▶ [What the task requires]:
Take the line that contains "Target: nose profile" and all lines after it, up to and including the last line of the data, and write them out exactly; nothing else belongs in the answer.

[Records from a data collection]
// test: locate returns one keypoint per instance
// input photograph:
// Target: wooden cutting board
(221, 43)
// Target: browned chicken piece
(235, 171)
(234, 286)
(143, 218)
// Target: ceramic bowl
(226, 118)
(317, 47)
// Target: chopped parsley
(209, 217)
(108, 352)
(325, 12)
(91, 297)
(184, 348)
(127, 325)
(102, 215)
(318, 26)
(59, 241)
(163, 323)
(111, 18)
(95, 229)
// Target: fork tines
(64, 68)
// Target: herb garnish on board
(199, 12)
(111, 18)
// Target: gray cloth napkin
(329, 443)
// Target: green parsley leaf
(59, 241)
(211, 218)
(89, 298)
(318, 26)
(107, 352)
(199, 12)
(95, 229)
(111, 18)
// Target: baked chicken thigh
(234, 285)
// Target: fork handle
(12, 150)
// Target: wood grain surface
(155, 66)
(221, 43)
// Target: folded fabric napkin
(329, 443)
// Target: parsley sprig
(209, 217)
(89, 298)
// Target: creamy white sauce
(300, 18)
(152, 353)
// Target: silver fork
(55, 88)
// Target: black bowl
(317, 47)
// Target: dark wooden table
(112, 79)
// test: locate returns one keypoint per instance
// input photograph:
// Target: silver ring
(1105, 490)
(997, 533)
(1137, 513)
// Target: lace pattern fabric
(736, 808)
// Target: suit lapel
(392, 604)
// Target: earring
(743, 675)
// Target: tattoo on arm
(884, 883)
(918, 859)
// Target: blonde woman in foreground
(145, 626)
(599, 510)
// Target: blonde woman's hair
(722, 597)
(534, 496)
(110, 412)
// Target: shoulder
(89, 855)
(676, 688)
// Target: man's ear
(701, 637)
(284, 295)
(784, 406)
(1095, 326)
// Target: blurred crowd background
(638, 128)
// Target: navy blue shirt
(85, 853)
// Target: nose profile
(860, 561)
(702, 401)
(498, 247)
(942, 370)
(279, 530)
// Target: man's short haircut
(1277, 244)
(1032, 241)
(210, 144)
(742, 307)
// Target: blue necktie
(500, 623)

▶ [Solution for this exercise]:
// Target: nose profile
(860, 561)
(702, 401)
(498, 247)
(942, 370)
(279, 530)
// Target: man's short haircut
(1277, 244)
(1032, 241)
(210, 144)
(742, 307)
// Target: blue necktie
(500, 623)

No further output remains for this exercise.